Dataset items ▸

-- Opening Marker --

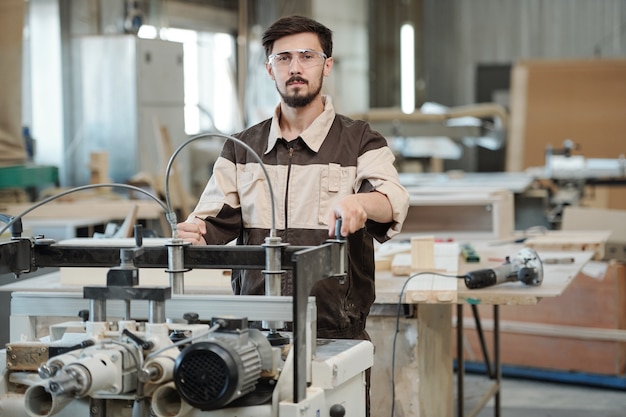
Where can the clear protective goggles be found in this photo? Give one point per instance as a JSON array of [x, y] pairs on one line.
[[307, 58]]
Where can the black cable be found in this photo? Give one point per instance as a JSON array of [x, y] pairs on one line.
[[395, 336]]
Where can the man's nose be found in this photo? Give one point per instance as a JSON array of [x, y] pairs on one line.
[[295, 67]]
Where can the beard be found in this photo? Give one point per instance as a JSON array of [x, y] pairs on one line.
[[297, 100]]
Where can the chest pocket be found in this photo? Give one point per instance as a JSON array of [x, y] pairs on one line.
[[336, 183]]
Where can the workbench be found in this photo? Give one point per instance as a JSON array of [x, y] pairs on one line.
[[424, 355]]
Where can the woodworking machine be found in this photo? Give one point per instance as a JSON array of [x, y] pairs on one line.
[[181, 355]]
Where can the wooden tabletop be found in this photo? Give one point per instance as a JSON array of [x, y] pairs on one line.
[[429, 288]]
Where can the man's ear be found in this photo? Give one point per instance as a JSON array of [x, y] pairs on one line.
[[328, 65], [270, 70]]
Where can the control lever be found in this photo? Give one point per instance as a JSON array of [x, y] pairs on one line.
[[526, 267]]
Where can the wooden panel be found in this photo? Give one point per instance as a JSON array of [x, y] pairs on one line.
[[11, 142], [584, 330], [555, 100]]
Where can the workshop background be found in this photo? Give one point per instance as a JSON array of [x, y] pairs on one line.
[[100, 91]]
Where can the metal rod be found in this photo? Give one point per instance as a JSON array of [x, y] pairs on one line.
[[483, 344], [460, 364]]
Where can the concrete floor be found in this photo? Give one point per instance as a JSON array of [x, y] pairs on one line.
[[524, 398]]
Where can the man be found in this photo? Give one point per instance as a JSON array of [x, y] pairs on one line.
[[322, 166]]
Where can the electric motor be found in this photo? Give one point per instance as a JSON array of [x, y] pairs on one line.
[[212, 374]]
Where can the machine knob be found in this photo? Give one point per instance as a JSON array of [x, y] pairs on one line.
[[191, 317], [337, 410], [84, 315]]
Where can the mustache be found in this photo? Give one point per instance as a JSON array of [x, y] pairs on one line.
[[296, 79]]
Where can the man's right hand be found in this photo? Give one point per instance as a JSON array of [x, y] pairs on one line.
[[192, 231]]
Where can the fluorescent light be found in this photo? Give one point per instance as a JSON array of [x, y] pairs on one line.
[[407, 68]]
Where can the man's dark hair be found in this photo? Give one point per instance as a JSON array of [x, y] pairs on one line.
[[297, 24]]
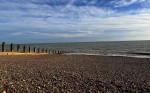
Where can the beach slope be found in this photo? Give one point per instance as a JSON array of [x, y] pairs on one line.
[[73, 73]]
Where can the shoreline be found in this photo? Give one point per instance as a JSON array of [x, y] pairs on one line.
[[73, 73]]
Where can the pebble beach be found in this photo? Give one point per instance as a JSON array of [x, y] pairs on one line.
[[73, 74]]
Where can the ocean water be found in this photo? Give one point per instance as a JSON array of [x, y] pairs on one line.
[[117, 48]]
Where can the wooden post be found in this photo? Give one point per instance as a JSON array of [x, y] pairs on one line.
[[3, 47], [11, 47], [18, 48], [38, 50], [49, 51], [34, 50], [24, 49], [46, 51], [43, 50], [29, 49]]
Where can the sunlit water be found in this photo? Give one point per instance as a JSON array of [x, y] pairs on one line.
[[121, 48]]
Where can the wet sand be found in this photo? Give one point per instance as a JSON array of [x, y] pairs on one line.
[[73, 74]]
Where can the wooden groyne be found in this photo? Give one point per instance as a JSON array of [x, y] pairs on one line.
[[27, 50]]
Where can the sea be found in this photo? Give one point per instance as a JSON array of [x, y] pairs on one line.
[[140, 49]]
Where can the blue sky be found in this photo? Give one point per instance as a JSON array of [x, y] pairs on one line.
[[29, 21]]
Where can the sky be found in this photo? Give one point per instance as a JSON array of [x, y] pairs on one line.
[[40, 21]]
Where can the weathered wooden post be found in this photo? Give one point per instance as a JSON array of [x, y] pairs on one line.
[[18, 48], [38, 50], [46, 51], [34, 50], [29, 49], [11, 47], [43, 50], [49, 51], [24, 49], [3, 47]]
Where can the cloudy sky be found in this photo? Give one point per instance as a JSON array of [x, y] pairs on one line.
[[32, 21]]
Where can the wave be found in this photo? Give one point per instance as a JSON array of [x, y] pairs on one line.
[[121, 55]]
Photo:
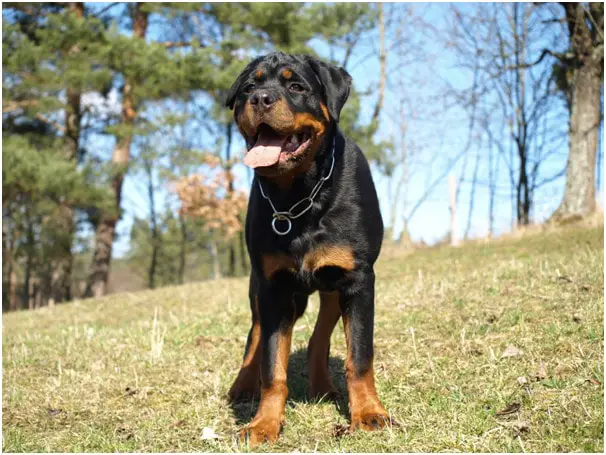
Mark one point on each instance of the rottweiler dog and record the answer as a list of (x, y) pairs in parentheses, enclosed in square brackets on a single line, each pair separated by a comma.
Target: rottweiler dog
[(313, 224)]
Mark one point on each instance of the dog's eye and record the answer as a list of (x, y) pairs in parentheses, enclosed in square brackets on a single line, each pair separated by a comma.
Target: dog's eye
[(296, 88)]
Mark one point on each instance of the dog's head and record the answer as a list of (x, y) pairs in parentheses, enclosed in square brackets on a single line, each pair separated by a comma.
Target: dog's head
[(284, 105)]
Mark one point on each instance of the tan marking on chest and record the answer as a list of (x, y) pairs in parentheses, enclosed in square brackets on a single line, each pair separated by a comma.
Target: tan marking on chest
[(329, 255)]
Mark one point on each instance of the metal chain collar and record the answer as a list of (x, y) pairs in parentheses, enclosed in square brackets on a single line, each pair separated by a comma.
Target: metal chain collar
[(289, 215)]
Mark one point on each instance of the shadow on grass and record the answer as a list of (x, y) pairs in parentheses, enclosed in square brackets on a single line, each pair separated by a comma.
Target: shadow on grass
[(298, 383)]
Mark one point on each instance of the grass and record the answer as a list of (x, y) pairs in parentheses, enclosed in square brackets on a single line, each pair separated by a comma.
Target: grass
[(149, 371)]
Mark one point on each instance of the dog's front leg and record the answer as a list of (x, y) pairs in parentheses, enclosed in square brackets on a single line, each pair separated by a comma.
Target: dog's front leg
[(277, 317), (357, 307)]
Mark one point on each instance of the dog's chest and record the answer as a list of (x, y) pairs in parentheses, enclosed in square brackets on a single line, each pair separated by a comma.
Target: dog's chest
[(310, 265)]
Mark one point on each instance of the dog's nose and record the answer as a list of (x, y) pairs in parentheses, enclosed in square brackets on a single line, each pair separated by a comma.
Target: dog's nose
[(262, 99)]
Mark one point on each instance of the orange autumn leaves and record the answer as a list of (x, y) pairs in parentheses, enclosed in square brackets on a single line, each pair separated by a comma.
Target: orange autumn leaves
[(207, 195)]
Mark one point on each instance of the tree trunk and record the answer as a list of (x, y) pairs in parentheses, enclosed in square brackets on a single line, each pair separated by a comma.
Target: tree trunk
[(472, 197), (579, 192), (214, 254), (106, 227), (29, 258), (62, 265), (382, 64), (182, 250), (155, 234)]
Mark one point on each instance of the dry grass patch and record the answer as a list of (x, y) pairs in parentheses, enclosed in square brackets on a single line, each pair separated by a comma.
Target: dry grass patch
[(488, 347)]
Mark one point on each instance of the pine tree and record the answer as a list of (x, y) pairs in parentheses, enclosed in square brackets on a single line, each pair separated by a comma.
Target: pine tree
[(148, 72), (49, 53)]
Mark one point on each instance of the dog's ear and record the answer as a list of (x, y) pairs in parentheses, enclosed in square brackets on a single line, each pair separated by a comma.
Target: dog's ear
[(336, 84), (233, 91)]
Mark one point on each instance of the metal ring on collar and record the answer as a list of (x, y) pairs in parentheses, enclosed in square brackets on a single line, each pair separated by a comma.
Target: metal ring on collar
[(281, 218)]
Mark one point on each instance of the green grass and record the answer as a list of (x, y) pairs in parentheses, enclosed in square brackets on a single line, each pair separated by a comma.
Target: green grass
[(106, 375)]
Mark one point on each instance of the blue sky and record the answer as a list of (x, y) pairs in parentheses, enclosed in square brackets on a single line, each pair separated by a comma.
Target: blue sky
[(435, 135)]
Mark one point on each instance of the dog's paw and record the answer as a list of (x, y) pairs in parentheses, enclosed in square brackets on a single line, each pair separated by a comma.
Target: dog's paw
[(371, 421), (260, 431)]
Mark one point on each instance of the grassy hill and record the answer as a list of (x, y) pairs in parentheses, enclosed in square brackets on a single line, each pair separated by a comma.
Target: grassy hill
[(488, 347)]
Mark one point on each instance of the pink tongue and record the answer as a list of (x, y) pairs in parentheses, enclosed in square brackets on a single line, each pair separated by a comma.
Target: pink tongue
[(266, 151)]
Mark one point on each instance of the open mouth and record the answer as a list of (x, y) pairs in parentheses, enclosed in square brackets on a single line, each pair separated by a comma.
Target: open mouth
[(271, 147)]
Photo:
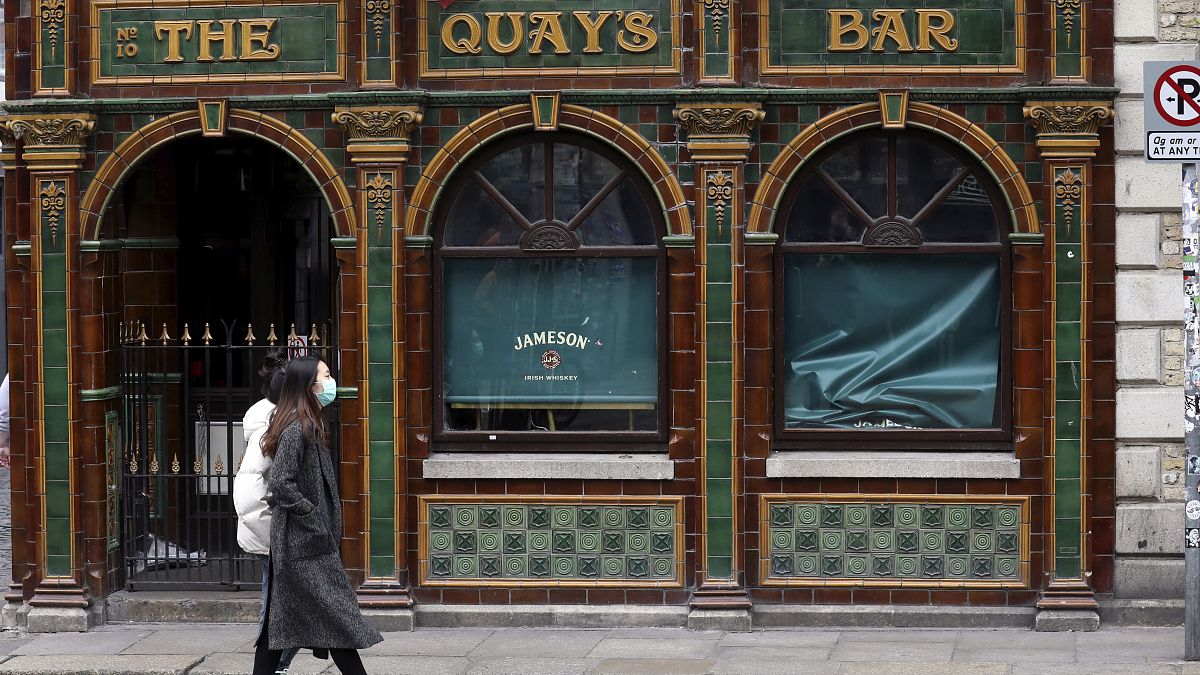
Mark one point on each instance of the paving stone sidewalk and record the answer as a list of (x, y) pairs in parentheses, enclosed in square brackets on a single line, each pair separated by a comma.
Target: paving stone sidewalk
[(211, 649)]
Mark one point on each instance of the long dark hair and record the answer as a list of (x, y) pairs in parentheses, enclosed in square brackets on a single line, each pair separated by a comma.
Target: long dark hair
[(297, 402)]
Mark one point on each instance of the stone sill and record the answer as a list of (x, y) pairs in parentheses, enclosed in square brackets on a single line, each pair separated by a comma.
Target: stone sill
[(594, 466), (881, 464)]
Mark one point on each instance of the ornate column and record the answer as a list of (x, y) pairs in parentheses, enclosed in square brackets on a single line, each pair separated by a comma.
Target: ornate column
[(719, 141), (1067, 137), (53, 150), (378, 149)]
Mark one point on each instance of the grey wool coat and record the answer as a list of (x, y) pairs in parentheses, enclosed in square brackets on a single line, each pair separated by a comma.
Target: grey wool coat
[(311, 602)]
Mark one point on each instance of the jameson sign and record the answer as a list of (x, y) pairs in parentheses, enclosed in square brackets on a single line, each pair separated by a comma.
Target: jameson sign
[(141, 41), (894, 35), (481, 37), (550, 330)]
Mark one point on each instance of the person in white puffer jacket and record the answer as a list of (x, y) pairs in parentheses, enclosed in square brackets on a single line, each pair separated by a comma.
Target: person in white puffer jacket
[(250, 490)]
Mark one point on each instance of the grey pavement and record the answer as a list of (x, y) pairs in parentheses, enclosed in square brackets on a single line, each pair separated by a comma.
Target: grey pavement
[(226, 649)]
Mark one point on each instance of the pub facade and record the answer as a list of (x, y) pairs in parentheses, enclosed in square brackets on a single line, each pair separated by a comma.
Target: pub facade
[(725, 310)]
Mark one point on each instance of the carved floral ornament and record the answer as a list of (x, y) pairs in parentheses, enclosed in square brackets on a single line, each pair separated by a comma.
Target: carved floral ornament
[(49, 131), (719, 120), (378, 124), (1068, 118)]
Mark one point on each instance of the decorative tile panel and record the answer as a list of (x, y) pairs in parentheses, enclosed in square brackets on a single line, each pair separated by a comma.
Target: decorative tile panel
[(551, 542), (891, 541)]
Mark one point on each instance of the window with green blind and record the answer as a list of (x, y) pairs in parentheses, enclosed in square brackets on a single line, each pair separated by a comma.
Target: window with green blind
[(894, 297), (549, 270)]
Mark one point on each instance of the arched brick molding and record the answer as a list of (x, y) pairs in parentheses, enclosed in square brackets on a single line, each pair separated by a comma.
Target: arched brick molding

-- Closing Marker --

Task statement ▸ Out of the data above, give again only the lines starting at the one holding "Mark one point on each instance of the decorative" and ending at the one holding "Mark one point on each instance of the window", unchanged.

Problem solution ▸
Mark one point on each instance of the decorative tile panel and record the answer as a list of (x, y) pairs in parentheses, enclosed in square brackets on a single line, each pair separated by a comma.
Target: decorative tile panel
[(551, 542), (891, 541)]
Mark one point on each instance of the window with green blind and record the answer as a list of (x, y) pairs in parentheses, enclosed in square brackets on a single line, each pair separated by a comma.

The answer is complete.